Source data

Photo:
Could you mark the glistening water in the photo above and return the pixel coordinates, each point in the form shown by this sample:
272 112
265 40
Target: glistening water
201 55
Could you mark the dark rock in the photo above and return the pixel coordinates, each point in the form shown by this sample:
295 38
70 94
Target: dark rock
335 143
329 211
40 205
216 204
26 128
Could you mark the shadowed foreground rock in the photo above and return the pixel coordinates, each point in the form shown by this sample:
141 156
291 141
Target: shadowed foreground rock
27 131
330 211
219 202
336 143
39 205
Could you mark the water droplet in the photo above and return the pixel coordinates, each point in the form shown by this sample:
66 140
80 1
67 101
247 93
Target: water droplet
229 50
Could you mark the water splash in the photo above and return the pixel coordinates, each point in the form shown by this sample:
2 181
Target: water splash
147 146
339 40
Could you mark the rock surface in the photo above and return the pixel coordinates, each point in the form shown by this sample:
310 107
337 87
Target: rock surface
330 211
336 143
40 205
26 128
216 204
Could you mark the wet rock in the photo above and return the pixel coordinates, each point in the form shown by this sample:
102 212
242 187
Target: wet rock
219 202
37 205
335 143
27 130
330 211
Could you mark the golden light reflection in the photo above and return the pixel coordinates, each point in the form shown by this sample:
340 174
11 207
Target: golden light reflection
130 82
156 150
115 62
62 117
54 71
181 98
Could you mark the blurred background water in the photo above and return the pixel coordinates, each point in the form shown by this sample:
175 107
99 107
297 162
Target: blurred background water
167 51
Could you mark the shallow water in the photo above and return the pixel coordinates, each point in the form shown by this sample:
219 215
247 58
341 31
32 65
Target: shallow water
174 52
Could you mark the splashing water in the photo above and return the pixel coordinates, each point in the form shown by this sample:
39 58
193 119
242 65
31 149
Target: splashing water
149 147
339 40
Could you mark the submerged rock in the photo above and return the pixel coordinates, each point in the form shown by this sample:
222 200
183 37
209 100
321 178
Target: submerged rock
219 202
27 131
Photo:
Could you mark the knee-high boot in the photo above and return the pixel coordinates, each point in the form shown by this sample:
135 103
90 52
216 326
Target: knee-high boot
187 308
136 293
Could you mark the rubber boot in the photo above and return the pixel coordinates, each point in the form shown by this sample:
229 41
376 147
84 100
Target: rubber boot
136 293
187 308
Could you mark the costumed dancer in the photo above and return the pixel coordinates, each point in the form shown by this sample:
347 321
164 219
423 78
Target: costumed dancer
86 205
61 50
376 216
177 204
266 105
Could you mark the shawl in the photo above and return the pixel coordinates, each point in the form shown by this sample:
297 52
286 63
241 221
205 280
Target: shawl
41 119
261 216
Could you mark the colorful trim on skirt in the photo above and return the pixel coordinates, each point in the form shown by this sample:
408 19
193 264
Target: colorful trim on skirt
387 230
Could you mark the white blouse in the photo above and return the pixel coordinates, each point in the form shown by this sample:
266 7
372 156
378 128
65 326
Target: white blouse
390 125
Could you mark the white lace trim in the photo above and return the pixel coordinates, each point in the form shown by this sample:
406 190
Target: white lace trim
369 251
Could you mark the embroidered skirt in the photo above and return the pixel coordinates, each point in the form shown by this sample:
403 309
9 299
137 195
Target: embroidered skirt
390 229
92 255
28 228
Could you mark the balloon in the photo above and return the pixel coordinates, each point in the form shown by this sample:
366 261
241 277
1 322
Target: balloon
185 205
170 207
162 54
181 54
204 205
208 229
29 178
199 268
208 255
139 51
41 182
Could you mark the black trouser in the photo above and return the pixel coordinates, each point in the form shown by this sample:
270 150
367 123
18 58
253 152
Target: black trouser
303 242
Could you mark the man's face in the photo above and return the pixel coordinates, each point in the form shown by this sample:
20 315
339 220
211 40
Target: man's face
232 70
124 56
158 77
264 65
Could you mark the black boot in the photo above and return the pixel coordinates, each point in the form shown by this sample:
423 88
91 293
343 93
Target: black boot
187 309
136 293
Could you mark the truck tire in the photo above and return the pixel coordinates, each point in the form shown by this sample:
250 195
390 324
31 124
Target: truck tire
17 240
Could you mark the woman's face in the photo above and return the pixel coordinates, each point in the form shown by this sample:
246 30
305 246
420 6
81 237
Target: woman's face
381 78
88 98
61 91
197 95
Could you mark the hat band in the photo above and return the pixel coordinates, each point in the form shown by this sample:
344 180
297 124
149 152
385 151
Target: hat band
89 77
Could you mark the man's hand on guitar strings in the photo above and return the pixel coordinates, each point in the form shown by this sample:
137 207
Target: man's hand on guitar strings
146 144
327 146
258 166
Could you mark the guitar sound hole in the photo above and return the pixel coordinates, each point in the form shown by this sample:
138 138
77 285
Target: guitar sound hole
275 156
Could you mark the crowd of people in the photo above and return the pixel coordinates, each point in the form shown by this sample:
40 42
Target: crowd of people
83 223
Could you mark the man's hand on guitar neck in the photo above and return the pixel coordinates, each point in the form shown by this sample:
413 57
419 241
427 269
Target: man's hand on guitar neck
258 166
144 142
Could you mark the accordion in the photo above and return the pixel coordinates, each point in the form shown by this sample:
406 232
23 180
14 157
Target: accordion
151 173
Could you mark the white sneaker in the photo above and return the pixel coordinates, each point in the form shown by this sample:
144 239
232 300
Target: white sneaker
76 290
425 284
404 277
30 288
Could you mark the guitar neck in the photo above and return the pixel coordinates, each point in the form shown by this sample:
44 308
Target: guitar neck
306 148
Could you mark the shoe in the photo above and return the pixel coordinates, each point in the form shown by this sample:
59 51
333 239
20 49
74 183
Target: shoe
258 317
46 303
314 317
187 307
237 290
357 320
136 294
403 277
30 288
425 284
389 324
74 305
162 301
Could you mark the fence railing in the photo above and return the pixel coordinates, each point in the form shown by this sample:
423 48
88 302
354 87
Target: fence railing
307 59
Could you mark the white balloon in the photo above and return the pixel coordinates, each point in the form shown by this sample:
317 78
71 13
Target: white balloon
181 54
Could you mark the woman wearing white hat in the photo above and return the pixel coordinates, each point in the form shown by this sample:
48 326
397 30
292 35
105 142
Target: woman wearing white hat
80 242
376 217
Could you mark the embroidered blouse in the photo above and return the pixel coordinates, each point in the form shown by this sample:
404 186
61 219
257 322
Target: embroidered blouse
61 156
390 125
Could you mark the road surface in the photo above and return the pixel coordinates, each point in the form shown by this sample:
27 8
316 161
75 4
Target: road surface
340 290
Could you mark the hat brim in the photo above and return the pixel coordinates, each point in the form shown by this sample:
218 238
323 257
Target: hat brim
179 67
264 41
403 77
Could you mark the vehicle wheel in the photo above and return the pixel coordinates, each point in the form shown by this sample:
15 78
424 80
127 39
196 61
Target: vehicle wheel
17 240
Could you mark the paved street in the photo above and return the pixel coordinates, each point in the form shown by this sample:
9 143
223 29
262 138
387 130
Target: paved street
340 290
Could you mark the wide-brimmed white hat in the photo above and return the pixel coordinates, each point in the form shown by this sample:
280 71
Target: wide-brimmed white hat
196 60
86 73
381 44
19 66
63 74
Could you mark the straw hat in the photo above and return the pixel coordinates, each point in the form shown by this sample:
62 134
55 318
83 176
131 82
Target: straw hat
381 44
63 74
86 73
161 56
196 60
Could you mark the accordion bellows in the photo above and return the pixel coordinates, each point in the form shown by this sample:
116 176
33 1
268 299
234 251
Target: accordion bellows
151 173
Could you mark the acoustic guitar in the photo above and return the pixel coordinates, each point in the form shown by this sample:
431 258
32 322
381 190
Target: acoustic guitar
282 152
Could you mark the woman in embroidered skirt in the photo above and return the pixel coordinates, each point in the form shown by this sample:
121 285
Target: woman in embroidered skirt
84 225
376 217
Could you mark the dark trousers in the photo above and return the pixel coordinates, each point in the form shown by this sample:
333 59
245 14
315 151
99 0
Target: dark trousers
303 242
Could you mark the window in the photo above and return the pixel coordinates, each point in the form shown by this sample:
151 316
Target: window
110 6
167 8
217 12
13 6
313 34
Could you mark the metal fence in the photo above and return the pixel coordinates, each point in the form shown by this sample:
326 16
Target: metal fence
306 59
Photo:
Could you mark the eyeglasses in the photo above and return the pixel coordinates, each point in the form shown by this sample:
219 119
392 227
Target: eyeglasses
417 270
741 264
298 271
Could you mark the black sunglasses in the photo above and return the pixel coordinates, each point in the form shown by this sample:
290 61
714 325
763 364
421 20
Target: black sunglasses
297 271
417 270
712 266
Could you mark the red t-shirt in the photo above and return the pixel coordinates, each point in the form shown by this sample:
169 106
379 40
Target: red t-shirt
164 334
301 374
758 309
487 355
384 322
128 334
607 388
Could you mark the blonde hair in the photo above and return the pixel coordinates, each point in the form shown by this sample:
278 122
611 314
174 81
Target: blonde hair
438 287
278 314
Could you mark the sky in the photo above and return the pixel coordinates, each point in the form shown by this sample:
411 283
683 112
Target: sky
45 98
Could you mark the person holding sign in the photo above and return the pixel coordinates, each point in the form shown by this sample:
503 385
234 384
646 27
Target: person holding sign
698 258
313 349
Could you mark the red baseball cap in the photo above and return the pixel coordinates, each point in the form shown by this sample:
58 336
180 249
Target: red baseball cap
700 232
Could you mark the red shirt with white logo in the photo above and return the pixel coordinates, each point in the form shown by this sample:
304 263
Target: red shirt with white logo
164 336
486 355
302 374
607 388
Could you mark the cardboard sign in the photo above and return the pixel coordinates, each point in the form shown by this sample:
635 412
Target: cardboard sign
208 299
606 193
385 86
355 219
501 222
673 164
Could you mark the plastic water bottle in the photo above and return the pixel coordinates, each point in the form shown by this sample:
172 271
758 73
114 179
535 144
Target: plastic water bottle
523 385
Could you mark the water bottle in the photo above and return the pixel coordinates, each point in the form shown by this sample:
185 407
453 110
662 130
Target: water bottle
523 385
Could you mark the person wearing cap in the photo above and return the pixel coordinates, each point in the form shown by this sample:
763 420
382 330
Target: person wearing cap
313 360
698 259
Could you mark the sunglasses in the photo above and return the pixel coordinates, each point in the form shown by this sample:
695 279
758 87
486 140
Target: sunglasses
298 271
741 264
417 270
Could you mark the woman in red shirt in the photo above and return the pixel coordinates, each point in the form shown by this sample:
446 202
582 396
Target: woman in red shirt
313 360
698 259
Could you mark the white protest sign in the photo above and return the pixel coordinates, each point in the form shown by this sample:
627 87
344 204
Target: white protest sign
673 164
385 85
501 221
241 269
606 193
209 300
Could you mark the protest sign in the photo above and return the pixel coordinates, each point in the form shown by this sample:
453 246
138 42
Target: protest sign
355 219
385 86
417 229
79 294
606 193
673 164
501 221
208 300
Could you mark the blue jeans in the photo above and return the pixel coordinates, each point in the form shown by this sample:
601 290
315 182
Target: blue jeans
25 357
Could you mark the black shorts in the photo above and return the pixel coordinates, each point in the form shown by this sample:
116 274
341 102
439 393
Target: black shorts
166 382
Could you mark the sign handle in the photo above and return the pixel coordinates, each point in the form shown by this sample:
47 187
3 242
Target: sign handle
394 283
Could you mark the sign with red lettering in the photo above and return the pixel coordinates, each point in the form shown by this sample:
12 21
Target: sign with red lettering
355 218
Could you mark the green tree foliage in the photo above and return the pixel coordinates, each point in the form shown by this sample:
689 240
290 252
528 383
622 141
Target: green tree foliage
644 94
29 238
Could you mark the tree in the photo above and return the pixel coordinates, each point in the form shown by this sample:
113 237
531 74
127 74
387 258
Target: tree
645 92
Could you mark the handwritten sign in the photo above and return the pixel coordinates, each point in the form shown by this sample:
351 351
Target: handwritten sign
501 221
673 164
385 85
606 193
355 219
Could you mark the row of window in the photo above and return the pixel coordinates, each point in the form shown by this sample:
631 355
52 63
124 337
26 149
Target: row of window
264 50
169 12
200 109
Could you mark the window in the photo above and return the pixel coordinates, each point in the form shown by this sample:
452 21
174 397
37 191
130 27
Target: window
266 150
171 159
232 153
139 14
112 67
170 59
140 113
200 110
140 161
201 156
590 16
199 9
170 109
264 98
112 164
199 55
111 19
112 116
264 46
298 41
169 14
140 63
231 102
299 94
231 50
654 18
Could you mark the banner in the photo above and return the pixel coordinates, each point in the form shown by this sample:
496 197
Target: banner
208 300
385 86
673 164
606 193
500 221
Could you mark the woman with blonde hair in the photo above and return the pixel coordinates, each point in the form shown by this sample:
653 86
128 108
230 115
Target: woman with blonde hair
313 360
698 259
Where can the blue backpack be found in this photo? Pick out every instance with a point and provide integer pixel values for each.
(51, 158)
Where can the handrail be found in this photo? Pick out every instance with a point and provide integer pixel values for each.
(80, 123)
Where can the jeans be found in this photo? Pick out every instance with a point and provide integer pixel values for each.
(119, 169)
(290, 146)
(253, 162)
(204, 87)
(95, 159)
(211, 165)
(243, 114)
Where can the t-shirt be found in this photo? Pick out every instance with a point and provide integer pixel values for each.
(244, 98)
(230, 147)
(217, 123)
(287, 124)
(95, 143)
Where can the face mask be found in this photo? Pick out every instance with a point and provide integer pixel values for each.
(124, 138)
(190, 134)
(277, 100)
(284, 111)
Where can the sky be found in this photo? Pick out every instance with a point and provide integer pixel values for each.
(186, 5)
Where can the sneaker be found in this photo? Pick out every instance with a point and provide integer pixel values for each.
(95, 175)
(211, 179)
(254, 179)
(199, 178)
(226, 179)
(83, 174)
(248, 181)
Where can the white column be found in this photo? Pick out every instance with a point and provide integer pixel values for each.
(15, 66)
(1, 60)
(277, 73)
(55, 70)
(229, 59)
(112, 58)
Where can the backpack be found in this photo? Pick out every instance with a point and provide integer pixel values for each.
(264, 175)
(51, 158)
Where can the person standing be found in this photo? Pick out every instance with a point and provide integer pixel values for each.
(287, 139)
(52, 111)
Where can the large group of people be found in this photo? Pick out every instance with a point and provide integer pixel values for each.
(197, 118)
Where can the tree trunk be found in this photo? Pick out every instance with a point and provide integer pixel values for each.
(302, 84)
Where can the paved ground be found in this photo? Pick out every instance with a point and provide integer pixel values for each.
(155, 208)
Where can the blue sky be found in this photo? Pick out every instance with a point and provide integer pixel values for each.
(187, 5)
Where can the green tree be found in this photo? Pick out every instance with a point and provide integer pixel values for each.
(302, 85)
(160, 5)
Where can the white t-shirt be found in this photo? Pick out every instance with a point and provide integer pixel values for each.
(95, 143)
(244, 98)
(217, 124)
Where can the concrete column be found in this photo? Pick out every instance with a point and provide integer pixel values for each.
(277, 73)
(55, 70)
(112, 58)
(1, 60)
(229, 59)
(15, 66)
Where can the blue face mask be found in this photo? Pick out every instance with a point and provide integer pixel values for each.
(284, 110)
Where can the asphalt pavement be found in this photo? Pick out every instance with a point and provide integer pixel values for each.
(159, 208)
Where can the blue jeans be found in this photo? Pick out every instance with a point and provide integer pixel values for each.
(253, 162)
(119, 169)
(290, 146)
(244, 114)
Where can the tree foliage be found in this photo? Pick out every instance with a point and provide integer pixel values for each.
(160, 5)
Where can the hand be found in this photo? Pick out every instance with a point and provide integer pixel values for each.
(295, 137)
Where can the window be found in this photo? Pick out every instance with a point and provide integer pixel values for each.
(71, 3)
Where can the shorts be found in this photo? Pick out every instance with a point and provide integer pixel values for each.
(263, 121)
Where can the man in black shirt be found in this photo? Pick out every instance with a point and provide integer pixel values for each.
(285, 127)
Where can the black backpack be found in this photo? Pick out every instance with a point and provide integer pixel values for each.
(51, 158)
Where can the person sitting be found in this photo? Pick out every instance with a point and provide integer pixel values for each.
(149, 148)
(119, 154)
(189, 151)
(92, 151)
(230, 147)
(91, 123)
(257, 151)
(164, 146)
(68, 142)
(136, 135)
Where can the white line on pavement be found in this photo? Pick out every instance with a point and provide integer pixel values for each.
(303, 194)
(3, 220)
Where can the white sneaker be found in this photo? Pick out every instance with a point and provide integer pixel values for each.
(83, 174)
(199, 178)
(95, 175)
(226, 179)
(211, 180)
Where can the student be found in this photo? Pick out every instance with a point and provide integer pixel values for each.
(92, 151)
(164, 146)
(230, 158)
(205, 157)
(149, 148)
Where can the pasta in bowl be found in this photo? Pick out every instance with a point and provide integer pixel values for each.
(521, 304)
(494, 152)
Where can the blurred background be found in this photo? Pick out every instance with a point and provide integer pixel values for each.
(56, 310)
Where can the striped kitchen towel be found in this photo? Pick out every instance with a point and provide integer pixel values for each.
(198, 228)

Goal of the exercise
Give an exact copy of the lines above, from the top of the records to the line that contains "Could you mark the blurred", taking in both ends.

Answer to this task
Photo:
Could you mark the glistening water in the photo above and return the pixel coordinates, each point in the form shown by this sample:
272 112
265 40
Target: glistening water
201 55
Could you mark the dark rock in the photo above and return the pixel coordinates, each point in the form shown by this sample:
295 38
70 94
Target: dark rock
335 143
329 211
40 205
216 204
26 128
Could you mark the shadowed foreground rock in the photo above and return the pixel coordinates, each point in the form shown by this sample:
141 156
291 141
Target: shadowed foreground rock
27 131
330 211
219 202
336 143
39 205
Could you mark the water droplet in the photo above and return the pixel coordinates, each point in the form shown by this sample:
66 140
80 1
67 101
247 93
Target: water droplet
229 50
Could you mark the water splash in the photo above and return the pixel coordinates, each point in the form shown by this sample:
2 181
Target: water splash
147 146
339 40
Could you mark the rock surface in the photo above and return the pixel coordinates, each point in the form shown by this sample:
310 107
337 87
Target: rock surface
330 211
336 143
40 205
26 128
216 204
Could you mark the wet rock in the photo above and return the pixel coordinates, each point in the form shown by this sample:
102 212
242 187
Target: wet rock
219 202
37 205
335 143
27 130
330 211
Could you mark the golden light reflection in the photo above and return the pixel coordinates, each point in the form shown by this sample:
340 174
11 207
Target: golden light reflection
130 82
156 150
115 62
62 117
54 71
181 98
Could you mark the blurred background water in the photo above and return the pixel coordinates, each point in the form shown by this sample:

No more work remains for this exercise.